Pointing entries for named objects:
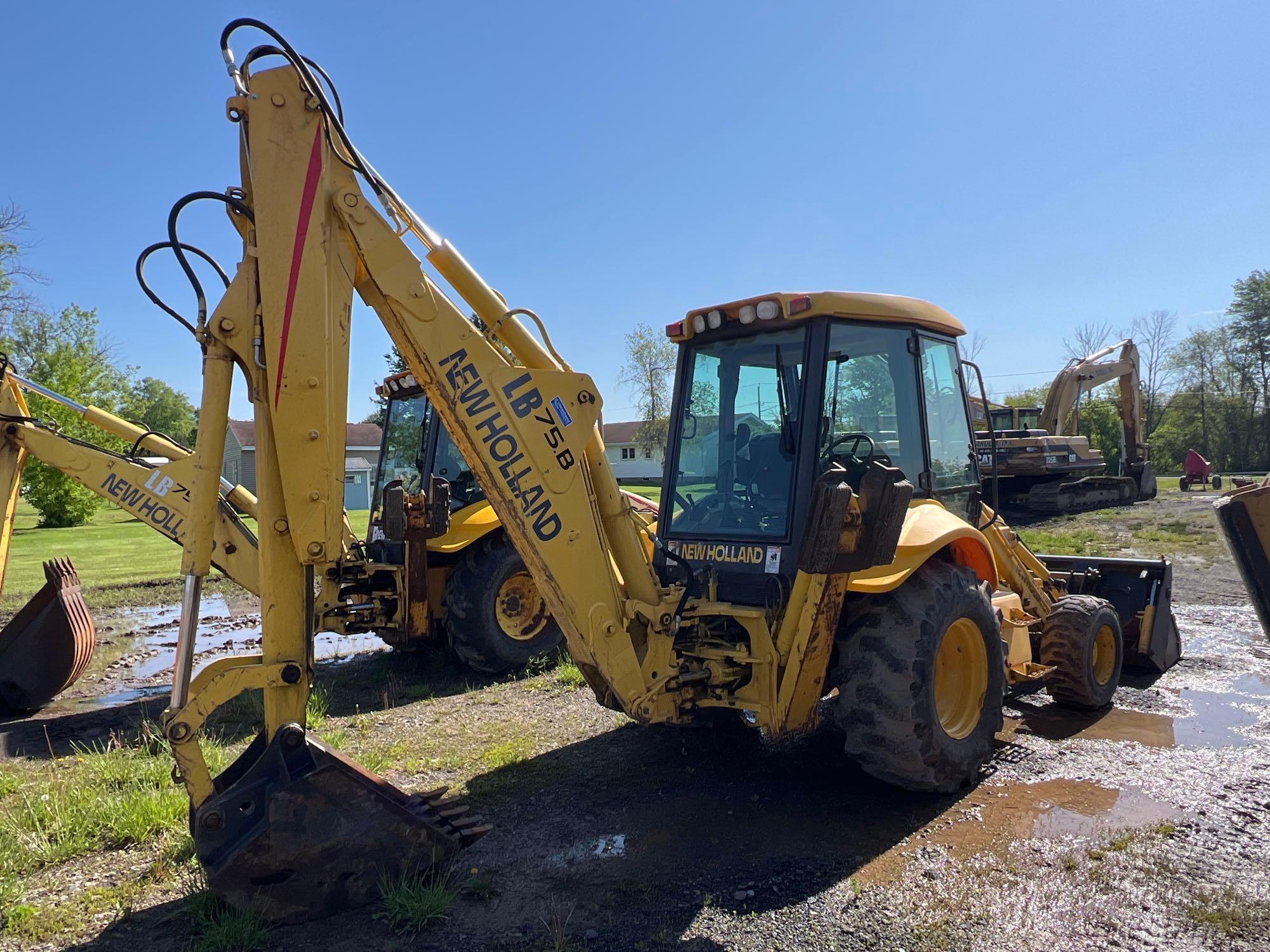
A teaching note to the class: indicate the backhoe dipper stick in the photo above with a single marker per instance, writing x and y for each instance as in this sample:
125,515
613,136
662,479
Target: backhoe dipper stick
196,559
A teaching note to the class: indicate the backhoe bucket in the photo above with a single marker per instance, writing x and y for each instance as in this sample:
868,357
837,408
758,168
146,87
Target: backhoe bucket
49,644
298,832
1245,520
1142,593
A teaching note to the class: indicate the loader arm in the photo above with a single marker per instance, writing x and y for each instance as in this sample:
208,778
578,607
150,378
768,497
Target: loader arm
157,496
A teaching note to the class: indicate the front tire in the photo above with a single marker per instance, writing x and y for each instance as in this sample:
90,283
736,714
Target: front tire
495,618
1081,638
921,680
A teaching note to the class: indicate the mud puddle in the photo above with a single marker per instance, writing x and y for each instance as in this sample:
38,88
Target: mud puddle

--

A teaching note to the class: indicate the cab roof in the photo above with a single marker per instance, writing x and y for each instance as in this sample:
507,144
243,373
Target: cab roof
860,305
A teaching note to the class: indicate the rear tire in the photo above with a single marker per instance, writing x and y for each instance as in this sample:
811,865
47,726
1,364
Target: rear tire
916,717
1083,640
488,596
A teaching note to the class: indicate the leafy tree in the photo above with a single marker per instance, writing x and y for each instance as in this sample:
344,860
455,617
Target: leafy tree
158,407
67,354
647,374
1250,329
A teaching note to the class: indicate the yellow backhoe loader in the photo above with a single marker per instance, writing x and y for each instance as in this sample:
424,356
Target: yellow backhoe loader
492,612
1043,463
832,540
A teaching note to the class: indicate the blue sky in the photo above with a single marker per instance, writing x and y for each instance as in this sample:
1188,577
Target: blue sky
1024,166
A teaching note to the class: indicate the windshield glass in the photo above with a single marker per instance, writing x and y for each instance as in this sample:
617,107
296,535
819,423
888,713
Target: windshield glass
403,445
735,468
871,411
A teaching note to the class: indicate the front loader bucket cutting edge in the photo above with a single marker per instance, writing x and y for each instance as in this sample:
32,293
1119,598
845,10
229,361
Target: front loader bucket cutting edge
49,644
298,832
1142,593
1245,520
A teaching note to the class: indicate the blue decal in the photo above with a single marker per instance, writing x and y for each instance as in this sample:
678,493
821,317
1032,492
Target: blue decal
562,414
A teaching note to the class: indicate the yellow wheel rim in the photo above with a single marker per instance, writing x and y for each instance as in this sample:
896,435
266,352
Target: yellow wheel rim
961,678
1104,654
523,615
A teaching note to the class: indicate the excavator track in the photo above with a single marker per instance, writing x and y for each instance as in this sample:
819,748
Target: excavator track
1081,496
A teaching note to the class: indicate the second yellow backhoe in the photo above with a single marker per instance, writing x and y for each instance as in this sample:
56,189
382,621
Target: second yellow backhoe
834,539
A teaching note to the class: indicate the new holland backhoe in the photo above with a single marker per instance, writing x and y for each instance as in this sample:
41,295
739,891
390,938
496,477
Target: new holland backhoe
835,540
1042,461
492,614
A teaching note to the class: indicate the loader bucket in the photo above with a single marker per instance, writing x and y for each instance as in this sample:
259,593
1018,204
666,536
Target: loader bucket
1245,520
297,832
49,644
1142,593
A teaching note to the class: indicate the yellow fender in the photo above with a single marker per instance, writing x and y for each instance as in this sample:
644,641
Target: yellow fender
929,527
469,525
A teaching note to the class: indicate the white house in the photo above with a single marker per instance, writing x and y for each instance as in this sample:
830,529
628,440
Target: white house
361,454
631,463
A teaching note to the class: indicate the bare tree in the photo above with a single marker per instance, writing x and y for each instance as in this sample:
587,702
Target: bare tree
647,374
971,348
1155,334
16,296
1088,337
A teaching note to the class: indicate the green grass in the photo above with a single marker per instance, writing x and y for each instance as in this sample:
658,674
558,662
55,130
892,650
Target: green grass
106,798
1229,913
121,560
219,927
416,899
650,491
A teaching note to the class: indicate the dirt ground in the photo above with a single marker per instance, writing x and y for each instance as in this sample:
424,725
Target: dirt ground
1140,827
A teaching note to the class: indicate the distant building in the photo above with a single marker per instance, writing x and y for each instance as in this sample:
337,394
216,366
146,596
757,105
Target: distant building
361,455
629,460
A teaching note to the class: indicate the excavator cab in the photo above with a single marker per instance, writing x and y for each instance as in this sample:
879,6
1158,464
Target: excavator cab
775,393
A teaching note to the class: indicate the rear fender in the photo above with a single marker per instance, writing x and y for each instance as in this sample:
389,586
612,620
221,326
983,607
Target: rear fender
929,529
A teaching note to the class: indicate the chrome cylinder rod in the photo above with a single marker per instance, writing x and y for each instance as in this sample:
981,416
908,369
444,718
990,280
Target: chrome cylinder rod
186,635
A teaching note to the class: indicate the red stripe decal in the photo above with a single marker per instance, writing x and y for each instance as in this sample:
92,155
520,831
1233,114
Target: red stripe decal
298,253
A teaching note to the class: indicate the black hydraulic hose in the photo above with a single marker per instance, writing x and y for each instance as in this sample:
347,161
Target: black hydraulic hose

#### [TASK TO COMPLETE]
Report every line of the rows above that contains the string "green". Case counts.

#### [EXERCISE RESPONSE]
A teaching note to the class: indicate the green grass in the photo above with a single marker per instance, writing x and y for each instance as in this sample:
Target: green grass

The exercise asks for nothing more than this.